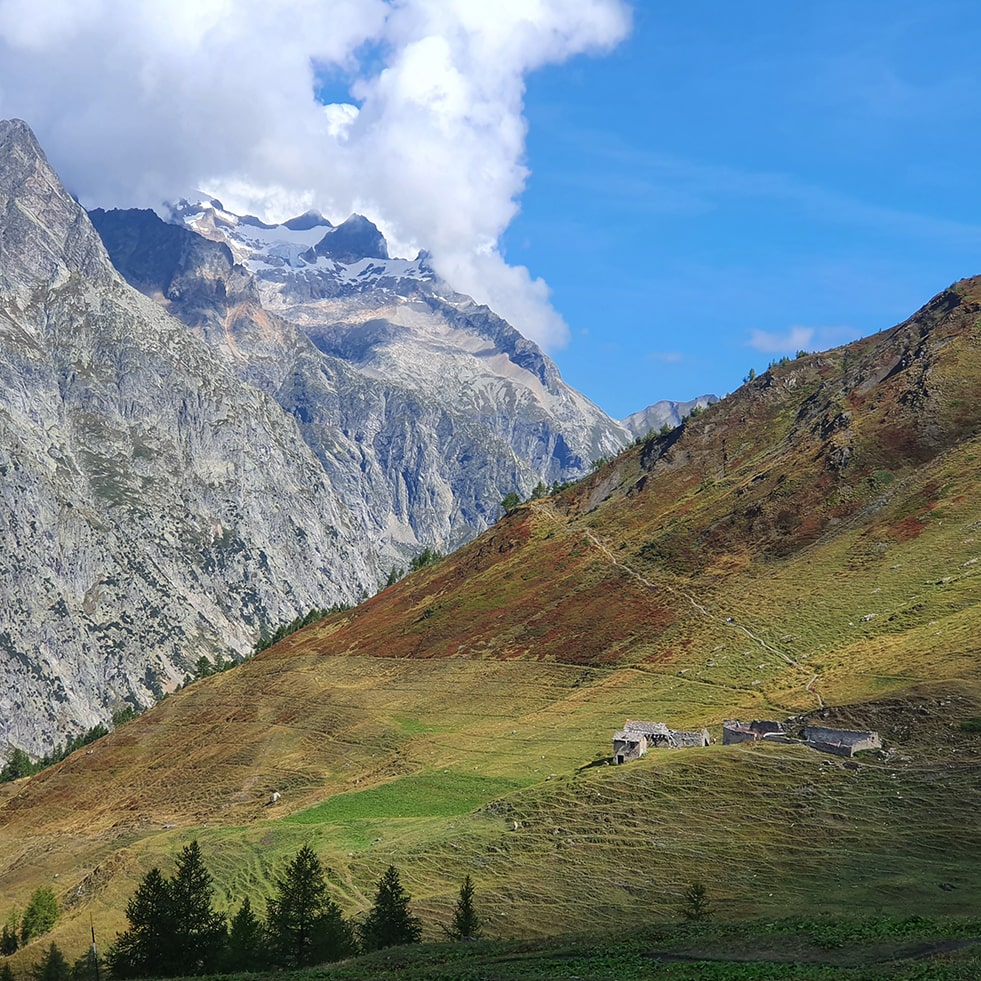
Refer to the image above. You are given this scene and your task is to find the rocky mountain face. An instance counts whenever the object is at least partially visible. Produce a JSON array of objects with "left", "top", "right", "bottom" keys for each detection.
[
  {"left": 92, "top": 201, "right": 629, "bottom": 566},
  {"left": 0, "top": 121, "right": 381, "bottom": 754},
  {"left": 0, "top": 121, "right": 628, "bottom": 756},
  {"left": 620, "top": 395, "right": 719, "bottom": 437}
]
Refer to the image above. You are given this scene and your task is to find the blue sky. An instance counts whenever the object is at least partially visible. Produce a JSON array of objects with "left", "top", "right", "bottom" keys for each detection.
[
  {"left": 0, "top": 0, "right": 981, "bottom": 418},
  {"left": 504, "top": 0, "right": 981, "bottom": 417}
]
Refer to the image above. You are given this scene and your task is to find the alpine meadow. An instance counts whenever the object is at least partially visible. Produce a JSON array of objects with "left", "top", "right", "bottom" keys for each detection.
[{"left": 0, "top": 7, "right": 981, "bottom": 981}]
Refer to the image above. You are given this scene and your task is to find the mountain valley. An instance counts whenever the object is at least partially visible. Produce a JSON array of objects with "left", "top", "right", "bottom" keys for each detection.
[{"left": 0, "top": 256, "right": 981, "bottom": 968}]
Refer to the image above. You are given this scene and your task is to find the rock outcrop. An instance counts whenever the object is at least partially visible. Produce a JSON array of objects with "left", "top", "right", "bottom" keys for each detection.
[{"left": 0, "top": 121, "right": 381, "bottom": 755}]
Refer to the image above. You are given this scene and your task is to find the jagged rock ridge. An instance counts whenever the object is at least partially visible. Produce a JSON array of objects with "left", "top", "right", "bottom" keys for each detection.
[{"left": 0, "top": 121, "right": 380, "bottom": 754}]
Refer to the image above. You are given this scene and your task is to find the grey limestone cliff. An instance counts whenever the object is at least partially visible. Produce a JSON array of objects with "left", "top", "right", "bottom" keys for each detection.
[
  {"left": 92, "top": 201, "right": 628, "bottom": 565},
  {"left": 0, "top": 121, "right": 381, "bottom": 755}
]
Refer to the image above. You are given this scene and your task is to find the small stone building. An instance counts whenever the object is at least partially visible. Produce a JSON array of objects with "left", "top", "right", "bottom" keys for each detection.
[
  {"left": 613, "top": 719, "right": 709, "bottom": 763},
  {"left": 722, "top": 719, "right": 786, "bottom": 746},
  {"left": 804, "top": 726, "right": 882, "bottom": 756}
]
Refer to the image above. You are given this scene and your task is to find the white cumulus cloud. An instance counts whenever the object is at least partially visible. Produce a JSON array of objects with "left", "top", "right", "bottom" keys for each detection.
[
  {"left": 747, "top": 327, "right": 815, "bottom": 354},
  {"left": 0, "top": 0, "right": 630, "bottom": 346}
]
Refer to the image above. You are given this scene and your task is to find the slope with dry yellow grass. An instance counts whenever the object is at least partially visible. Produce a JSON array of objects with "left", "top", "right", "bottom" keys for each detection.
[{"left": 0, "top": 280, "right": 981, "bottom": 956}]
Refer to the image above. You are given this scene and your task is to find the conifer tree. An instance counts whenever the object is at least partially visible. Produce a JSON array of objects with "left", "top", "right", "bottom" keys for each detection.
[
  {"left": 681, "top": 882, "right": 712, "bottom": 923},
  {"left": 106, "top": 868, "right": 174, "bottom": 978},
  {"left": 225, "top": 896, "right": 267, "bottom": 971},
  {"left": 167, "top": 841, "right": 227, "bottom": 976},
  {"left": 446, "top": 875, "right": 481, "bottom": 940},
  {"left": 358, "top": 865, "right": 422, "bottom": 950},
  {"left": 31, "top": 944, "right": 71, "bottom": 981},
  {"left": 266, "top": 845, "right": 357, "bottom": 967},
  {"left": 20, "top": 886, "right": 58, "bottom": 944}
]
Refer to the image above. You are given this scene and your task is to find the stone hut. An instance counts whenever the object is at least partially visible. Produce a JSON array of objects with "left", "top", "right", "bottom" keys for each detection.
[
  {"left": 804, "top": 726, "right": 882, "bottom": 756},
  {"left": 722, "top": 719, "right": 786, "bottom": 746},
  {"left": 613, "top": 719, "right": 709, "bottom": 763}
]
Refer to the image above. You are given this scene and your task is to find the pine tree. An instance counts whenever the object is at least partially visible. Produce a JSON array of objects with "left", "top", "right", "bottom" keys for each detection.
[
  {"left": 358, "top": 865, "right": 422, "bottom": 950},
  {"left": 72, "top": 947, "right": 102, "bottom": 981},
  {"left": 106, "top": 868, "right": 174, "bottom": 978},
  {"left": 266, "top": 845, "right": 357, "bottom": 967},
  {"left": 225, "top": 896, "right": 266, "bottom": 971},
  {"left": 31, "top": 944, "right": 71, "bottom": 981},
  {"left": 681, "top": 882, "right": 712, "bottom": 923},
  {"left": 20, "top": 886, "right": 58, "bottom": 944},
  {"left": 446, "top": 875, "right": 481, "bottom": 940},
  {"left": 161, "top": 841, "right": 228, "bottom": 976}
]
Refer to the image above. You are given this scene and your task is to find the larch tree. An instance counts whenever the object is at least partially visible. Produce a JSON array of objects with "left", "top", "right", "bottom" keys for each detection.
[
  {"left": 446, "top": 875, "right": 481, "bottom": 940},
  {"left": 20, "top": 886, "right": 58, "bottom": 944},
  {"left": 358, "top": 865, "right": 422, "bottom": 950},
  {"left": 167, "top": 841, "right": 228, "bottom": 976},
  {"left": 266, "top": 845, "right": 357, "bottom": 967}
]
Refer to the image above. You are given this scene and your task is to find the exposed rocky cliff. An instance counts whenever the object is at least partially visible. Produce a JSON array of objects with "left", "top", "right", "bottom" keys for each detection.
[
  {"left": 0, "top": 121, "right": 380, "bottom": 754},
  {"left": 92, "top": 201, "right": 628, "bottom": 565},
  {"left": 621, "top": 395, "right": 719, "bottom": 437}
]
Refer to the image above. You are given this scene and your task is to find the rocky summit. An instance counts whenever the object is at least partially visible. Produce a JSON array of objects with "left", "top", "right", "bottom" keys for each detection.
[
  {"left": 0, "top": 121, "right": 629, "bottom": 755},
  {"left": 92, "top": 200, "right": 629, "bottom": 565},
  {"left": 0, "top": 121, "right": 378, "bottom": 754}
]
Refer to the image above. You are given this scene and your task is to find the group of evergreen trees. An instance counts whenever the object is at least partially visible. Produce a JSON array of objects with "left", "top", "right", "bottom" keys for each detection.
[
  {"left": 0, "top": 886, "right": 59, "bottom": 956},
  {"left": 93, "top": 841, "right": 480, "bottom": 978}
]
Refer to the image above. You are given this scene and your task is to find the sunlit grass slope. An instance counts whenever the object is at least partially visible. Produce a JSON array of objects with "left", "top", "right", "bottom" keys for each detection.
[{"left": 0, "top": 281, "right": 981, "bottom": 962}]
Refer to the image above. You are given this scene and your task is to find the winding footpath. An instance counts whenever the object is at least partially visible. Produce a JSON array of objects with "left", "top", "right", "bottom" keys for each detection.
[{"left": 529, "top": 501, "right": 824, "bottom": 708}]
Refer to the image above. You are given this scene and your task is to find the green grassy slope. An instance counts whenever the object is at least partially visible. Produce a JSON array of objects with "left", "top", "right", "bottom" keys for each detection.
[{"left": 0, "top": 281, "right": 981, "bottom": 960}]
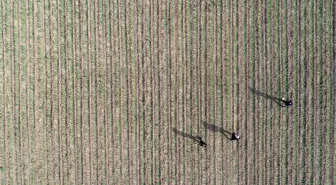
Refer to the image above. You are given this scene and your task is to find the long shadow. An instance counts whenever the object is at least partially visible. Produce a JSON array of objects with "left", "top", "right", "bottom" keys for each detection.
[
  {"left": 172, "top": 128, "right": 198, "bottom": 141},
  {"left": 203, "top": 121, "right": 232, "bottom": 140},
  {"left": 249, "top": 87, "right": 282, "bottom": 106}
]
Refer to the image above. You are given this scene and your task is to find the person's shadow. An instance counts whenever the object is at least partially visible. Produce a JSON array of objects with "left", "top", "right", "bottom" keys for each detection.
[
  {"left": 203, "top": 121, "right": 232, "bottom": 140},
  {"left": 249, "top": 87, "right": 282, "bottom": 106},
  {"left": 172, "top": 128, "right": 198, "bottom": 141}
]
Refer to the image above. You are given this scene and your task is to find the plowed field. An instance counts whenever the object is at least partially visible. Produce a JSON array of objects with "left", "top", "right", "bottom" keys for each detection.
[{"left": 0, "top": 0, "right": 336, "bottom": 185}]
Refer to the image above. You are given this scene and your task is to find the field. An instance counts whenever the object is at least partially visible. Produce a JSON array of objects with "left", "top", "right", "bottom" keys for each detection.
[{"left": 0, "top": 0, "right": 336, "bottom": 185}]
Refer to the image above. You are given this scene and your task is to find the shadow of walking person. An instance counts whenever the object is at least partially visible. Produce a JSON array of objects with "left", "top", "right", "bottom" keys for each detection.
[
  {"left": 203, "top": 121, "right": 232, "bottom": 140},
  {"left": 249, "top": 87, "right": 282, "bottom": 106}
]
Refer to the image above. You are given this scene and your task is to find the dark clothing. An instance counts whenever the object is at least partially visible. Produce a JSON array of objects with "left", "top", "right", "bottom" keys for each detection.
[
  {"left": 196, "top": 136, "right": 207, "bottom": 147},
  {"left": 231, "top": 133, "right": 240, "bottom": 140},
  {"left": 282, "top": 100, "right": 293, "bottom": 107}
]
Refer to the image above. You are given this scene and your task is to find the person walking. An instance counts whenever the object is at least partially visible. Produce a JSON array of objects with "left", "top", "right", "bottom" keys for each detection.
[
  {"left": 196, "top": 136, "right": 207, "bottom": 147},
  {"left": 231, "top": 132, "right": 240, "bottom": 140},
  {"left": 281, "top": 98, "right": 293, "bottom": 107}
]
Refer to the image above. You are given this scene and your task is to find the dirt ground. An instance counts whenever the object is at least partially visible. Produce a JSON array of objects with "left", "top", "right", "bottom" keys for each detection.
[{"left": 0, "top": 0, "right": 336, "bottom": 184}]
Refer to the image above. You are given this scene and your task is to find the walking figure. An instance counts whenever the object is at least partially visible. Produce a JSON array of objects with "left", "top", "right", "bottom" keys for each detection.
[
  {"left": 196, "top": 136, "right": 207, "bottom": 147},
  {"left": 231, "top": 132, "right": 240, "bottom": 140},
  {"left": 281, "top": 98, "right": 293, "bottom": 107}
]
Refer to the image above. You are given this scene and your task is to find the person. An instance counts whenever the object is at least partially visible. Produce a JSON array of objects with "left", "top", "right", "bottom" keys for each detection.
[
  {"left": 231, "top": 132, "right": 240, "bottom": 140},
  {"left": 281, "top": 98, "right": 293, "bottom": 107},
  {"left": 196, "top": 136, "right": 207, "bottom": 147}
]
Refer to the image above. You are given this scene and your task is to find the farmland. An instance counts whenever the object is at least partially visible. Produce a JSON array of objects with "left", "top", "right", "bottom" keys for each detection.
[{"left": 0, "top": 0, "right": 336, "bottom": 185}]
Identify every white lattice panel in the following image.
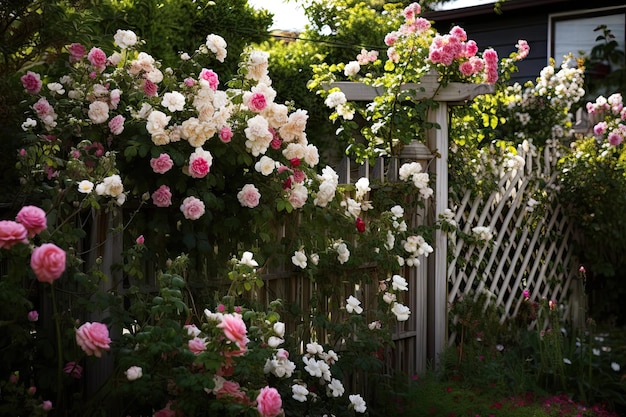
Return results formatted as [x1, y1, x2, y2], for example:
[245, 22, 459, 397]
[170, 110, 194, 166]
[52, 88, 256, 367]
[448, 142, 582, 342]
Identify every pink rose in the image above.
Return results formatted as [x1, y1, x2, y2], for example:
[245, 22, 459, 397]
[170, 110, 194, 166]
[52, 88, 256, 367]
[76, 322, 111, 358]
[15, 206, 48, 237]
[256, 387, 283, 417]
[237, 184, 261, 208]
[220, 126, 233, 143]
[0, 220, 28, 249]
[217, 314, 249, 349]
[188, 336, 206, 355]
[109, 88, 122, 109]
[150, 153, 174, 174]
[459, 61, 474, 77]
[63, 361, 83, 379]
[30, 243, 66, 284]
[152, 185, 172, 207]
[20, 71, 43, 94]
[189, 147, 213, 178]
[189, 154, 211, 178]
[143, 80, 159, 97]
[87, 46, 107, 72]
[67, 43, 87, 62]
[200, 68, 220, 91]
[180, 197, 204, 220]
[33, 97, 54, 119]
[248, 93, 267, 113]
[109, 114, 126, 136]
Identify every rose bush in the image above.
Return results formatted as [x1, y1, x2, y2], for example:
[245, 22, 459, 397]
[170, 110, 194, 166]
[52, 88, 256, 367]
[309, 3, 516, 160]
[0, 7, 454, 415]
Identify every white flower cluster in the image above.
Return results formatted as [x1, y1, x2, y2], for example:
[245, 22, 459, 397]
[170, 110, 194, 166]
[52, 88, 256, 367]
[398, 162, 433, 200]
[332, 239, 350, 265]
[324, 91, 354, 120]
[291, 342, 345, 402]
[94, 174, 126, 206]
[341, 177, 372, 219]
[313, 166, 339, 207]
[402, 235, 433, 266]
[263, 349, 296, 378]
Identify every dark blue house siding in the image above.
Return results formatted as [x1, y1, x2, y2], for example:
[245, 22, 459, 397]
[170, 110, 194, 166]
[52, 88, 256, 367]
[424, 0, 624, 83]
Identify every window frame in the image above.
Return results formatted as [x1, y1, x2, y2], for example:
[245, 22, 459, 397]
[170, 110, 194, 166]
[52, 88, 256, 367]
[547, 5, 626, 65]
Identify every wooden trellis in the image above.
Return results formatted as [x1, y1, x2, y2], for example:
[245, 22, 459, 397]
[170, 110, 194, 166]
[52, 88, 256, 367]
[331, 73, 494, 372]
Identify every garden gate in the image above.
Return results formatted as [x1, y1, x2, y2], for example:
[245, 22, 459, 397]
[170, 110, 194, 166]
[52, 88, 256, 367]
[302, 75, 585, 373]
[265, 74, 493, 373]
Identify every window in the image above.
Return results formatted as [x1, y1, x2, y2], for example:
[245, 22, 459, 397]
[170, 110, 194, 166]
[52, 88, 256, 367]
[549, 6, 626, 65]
◇ ◇ ◇ ◇
__WHAT TO WORK ON__
Retype nothing except the lines from the line holding "Identify every rose bush in the image above." through the last line of the entries, both included.

__SOLUTION__
Identify every rose bush in the image above.
Return results formatted as [x1, y1, x2, y2], for example:
[245, 22, 459, 397]
[170, 110, 194, 166]
[52, 88, 256, 367]
[309, 3, 516, 160]
[0, 7, 454, 415]
Identify every white flower cluster in the image above.
Return results formatted as [x1, y1, x2, y2], for example:
[245, 22, 459, 397]
[170, 110, 194, 166]
[52, 88, 256, 367]
[398, 162, 433, 200]
[332, 239, 350, 265]
[324, 91, 354, 120]
[291, 342, 345, 402]
[94, 174, 126, 206]
[341, 177, 372, 219]
[313, 166, 339, 207]
[402, 235, 433, 266]
[263, 349, 296, 378]
Identify every dark blue house siding in the image above.
Return results formatted as [x1, y1, x2, y2], for example:
[245, 22, 459, 397]
[170, 110, 194, 166]
[52, 88, 256, 367]
[424, 0, 624, 83]
Identify every window frame in the image above.
Return results formatted as [x1, y1, x2, y2], for example:
[245, 22, 459, 397]
[170, 110, 194, 166]
[52, 88, 256, 367]
[547, 5, 626, 65]
Identify every wooden trellis in the image above.
Return results formatted as [x1, y1, x2, y2], for example:
[245, 22, 459, 397]
[170, 110, 194, 166]
[52, 88, 256, 367]
[331, 73, 494, 372]
Identify every garden gate in the image above.
Return results formatted as [x1, y1, x2, y2], for example:
[245, 22, 459, 397]
[170, 110, 194, 166]
[52, 88, 256, 367]
[302, 75, 585, 373]
[265, 74, 493, 373]
Identify every window in the image above.
Return results formatted as [x1, y1, x2, y2], for example:
[245, 22, 459, 397]
[170, 110, 194, 166]
[52, 88, 256, 367]
[549, 6, 626, 65]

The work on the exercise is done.